-- TEXT SEGMENT --
---
Aloof as a herd of nonplussed camels and even more blackly ironic, Stephin Merritt is a difficult guy to pin, alright. The Magnetic Fields’ lynchpin has even gone on record as saying that “sincerity has no place in popular music, any more than it has in cooking”, which is understandable but also risky, paving the way for the kind of blithely presented formalism which many felt blighted the band’s last collection, perversely titled i.
More so than the titular obfuscations which most immediately mark eighth LP Distortion as a departure from previous work, it’s this trait in Merritt’s songwriting which continues to equally curse and bless the band and will determine opinion on their relative virtues either way.
Merritt’s stated aim to produce a record “more Jesus & Mary Chain than the Jesus & Mary Chain” seems peculiar in light of his assertion that Psychocandy represents the last significant moment in popular music production, since such a remark can only raise questions as to the value in revisiting that sound.
In the event, it seems symptomatic of his wider fascination with form, leaving us with a somewhat arbitrary glaze of distortion that barely conceals Merritt’s usual dilettante’s approach to pop even while producing an enjoyable uniformity of sound which the likes of 69 Love Songs never aspired to.
---
-- THE DATA --
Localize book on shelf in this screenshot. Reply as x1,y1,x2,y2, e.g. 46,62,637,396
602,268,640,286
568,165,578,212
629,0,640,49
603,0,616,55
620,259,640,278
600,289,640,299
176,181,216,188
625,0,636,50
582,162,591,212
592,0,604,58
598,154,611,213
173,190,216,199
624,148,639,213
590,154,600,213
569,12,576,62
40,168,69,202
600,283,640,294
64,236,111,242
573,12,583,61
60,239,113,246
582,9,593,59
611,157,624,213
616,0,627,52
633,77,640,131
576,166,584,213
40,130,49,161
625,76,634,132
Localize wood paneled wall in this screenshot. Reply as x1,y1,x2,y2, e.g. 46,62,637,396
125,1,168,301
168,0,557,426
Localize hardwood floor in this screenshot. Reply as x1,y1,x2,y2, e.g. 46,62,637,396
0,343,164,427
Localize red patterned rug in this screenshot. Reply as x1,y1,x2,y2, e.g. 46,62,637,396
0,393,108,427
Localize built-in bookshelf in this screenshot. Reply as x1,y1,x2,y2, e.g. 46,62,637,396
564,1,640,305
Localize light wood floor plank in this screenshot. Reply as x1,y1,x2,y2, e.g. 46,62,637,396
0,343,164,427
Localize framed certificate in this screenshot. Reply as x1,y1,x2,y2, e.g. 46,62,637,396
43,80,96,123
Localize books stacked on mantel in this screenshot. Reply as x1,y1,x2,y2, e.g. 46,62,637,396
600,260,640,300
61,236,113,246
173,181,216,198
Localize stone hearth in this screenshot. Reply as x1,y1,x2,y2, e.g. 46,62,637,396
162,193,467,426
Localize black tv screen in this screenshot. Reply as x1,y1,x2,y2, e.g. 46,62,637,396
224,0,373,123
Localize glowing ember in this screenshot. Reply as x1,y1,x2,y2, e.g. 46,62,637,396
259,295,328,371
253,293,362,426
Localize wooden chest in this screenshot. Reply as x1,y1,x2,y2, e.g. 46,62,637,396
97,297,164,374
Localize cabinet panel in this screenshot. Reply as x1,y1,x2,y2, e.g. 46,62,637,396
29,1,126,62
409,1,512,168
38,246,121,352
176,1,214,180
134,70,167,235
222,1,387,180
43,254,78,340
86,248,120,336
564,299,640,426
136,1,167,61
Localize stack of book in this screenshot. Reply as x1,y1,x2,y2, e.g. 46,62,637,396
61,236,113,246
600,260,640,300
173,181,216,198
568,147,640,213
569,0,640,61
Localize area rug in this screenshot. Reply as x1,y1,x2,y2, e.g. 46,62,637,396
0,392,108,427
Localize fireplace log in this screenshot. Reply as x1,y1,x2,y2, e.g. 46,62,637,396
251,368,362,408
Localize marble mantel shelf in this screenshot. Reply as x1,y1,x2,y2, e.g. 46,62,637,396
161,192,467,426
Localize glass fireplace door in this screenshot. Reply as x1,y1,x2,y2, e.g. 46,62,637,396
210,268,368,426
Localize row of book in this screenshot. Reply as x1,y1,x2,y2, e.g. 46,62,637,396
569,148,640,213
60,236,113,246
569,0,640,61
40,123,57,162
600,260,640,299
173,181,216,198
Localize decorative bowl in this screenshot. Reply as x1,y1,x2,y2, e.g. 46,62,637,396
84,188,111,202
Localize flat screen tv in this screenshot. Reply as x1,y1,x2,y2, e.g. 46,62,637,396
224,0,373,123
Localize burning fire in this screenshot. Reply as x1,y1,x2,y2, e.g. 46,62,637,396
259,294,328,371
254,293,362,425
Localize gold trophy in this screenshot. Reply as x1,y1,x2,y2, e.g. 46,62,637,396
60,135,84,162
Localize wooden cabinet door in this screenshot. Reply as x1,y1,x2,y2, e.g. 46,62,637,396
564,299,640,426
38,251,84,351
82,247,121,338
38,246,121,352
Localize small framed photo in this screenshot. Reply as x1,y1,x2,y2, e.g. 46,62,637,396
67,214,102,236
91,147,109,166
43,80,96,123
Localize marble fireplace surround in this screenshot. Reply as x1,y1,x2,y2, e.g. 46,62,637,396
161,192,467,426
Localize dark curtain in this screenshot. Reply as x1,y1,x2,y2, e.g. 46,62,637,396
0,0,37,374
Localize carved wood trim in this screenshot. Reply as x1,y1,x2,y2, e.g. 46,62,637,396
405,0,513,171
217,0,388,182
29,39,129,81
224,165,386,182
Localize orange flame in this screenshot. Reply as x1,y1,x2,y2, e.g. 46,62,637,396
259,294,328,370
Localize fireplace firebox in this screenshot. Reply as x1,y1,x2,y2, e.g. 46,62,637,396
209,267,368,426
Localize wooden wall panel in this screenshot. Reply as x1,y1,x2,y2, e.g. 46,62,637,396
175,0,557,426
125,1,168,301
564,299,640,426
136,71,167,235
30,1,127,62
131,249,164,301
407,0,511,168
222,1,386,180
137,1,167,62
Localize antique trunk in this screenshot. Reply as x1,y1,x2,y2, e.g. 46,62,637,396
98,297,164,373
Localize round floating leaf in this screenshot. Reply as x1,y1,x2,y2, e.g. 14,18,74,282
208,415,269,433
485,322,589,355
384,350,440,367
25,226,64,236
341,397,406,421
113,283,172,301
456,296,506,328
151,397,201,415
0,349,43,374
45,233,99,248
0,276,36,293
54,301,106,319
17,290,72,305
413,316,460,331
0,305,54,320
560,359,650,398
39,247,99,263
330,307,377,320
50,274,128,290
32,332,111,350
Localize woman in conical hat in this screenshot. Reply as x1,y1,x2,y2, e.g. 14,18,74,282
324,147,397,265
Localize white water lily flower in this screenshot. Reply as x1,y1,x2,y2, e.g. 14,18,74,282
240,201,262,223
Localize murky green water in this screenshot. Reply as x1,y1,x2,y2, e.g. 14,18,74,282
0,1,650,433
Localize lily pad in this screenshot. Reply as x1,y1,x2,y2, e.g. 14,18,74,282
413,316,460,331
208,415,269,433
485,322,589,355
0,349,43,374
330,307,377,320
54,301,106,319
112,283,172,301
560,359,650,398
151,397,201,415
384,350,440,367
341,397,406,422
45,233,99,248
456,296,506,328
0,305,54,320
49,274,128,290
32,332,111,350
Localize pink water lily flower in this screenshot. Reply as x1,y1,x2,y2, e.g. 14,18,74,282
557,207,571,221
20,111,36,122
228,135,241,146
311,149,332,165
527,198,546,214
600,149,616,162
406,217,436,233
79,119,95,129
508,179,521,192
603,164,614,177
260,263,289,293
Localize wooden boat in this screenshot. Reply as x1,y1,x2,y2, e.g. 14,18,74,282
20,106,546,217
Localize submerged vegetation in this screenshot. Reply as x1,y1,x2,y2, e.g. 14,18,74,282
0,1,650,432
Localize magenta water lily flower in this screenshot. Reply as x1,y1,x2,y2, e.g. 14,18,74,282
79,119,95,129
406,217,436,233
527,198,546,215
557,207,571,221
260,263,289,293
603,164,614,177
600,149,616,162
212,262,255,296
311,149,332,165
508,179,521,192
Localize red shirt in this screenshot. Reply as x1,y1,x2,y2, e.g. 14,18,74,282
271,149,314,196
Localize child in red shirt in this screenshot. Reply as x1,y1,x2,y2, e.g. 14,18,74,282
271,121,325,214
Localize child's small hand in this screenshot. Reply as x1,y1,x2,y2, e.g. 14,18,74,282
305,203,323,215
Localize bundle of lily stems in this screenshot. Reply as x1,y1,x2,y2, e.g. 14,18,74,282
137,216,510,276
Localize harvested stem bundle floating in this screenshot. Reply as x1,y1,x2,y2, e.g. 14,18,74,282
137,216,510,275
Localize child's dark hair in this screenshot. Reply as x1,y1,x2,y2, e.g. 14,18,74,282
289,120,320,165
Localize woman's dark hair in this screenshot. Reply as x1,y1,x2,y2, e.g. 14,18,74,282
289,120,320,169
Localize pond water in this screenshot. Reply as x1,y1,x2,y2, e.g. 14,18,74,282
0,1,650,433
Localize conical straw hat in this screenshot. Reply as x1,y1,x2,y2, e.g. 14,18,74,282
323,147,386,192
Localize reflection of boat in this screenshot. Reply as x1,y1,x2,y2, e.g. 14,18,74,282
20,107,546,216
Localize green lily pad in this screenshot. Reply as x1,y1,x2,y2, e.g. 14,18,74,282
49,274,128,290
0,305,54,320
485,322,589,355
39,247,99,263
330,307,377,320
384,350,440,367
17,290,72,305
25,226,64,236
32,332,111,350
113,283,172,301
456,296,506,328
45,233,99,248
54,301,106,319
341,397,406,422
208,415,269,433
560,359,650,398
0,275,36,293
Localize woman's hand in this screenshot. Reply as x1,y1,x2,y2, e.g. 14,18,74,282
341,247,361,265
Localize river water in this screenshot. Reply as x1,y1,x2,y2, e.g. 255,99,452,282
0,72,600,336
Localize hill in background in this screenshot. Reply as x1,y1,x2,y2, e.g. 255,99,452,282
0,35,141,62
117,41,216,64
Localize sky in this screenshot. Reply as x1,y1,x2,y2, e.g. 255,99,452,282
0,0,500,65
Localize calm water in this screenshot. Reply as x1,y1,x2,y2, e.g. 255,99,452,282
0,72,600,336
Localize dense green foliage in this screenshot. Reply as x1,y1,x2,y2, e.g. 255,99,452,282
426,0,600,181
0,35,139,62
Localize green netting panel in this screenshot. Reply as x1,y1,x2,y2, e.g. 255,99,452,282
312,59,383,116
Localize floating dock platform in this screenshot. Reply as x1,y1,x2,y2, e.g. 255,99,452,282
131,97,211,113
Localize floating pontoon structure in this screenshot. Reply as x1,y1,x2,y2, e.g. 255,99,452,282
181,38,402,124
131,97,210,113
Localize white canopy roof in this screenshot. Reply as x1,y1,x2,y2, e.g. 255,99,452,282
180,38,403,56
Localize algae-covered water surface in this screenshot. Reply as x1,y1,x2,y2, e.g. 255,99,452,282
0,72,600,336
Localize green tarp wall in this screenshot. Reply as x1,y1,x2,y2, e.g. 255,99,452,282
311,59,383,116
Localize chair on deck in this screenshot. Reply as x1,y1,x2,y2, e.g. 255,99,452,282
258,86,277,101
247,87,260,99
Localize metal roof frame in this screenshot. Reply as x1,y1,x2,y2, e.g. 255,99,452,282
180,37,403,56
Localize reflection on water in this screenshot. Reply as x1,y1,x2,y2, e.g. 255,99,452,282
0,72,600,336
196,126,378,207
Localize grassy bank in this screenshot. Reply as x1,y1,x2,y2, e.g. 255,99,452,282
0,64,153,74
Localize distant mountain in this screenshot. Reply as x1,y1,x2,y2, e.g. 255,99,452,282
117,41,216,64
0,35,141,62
---
-- PARTS OF THE EXERCISE --
1 - Write out the review of the Magnetic Fields' Distortion word for word, from "Merritt’s stated aim" to "revisiting that sound.", inclusive.
2 - Answer these about the Distortion review:
(a) What was the title of the band's collection before Distortion?
(b) Which LP in the band's output is Distortion?
(c) Which record does Merritt call the last significant moment in popular music production?

-- ANSWER SET --
1 -
Merritt’s stated aim to produce a record “more Jesus & Mary Chain than the Jesus & Mary Chain” seems peculiar in light of his assertion that Psychocandy represents the last significant moment in popular music production, since such a remark can only raise questions as to the value in revisiting that sound.

2 -
(a) i
(b) The eighth
(c) Psychocandy